Бежали дни, летели года,
И всё бы так дальше, но вот беда:
Я не могу по ночам засыпать —
Один вопрос не даёт мне спать:
«Что нам поют?»
(Д. Ревякин. «Калинов мост». «Отец работал...»)
А на самом деле — что нам поют? Что нам читают? И что мы читаем?.. Этот ряд вопросов может продолжаться до бесконечности и закончиться подсознательным, адресованным ко всем авторам: «А что мы пишем? Ведь мы-то и пишем то, что потом читают, помнят...»
В. Пикуль когда-то рассказывал об одном английском писателе, который всю жизнь собирал материалы об интересовавшем его историческом деятеле. Когда он собрал всё, что только можно было о нём собрать, он сжёг эти материалы. У него спросили, зачем он это сделал. В ответ прозвучало: «Всё, что мне было нужно, осталось в памяти, а сгорело ненужное.» Не знаю, правдива эта история или Пикуль её выдумал, но она очень хорошо подходит к использованию в рассказе ещё одного ключевого образа — образа человеческой памяти.

ЗАДАНИЯ К УПРАЖНЕНИЮ
A – Повторите слово в слово фрагмент отрывка о чтении и памяти: от слов «В. Пикуль когда-то» до слов «образа человеческой памяти.».
B – Подхватите отрывок о чтении и памяти и продолжите его с того места, где он заканчивается.

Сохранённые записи
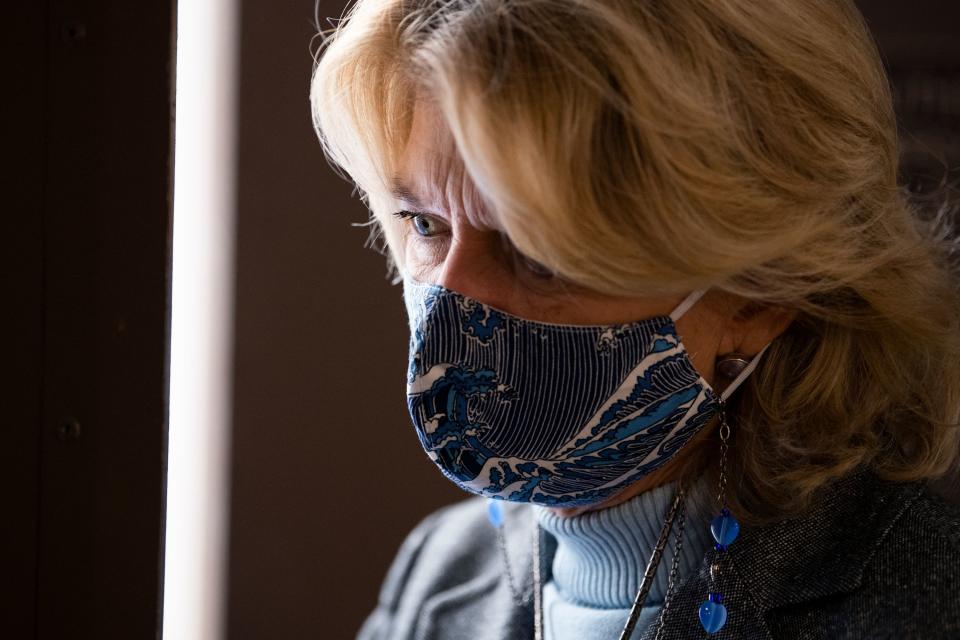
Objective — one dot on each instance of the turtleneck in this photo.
(601, 556)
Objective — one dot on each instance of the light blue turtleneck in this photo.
(601, 556)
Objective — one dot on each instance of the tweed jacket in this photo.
(870, 559)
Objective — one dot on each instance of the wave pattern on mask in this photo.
(547, 413)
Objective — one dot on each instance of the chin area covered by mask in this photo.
(552, 414)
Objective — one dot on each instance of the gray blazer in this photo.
(870, 560)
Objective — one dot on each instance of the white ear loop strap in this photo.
(682, 308)
(743, 374)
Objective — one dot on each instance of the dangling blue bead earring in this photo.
(724, 528)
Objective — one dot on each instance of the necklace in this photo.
(677, 508)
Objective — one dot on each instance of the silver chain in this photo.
(674, 570)
(678, 506)
(724, 438)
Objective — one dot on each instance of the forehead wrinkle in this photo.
(444, 185)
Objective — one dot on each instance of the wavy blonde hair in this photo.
(637, 147)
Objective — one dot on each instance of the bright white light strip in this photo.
(200, 350)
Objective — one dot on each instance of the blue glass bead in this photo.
(725, 528)
(713, 616)
(495, 513)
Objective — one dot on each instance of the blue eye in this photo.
(424, 225)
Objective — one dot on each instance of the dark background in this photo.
(327, 474)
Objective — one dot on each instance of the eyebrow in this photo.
(402, 192)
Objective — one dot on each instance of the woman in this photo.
(669, 309)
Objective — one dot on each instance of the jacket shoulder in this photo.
(908, 585)
(452, 552)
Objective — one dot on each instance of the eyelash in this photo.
(410, 215)
(533, 267)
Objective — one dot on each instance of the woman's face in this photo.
(449, 238)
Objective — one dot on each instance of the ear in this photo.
(753, 325)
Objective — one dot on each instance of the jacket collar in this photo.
(820, 553)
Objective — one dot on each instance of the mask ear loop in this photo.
(743, 374)
(685, 306)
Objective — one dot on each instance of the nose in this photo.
(477, 266)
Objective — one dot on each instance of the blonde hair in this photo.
(637, 147)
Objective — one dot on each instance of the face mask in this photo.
(554, 414)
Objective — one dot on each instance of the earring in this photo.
(724, 528)
(732, 364)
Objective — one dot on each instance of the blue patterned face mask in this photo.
(554, 414)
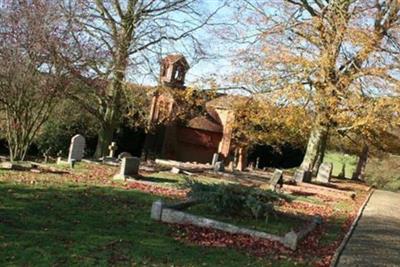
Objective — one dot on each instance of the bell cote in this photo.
(173, 71)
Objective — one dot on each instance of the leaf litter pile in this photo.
(311, 251)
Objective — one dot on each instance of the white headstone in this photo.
(299, 175)
(77, 148)
(113, 147)
(129, 167)
(325, 173)
(277, 180)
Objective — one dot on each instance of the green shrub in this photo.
(234, 200)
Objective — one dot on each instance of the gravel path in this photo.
(376, 239)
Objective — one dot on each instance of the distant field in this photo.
(338, 159)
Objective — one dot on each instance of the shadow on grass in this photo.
(157, 179)
(91, 226)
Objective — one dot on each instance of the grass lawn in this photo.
(74, 225)
(81, 217)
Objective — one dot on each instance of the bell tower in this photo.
(173, 71)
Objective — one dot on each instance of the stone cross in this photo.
(129, 167)
(77, 148)
(113, 147)
(277, 180)
(325, 173)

ОТВЕТЫ К УПРАЖНЕНИЮ
A –
В. Пикуль когда-то рассказывал об одном английском писателе, который всю жизнь собирал материалы об интересовавшем его историческом деятеле. Когда он собрал всё, что только можно было о нём собрать, он сжёг эти материалы. У него спросили, зачем он это сделал. В ответ прозвучало: «Всё, что мне было нужно, осталось в памяти, а сгорело ненужное.» Не знаю, правдива эта история или Пикуль её выдумал, но она очень хорошо подходит к использованию в рассказе ещё одного ключевого образа — образа человеческой памяти.

B –
Герои рассказа видят цель своей жизни в том, чтобы помнить. Помнить то, о чём забыли другие. В некотором роде они являются хранителями прошлого и культуры — двух вещей, от которых современное им общество предпочло отказаться. Поэтому настолько страшно для них забыть:
— Но зачем? Зачем тогда другая сложность? — спросил Кир. — Зачем продовольственные склады для нас, разве не проще, чтобы мы просто умерли с голоду? Зачем сезонные убежища и медпомощь?
— Видимо, для чего-то мы им еще нужны. Может именно чтобы помнить.
— Но однажды ведь все равно… — он задумался. — Выбрасывать станет некого, и последние Брошенные умрут. Кто будет помнить?
— Один мой друг считал, что память живет во всем — в камнях, траве и земле. И ее можно оттуда извлечь, если хочешь. А другой человек, который никогда ни считал себя поэтом, сказал:
Зависит ли хоть что-нибудь от нас
Когда мы сами подвели границу?
И что-то будет, только не сейчас,
И что-то будет — снится.
Кир понял.
— Я не хочу, чтобы только снилось. — И помолчав, добавил: — Жалко. Память жалко. Никто же не захочет помнить.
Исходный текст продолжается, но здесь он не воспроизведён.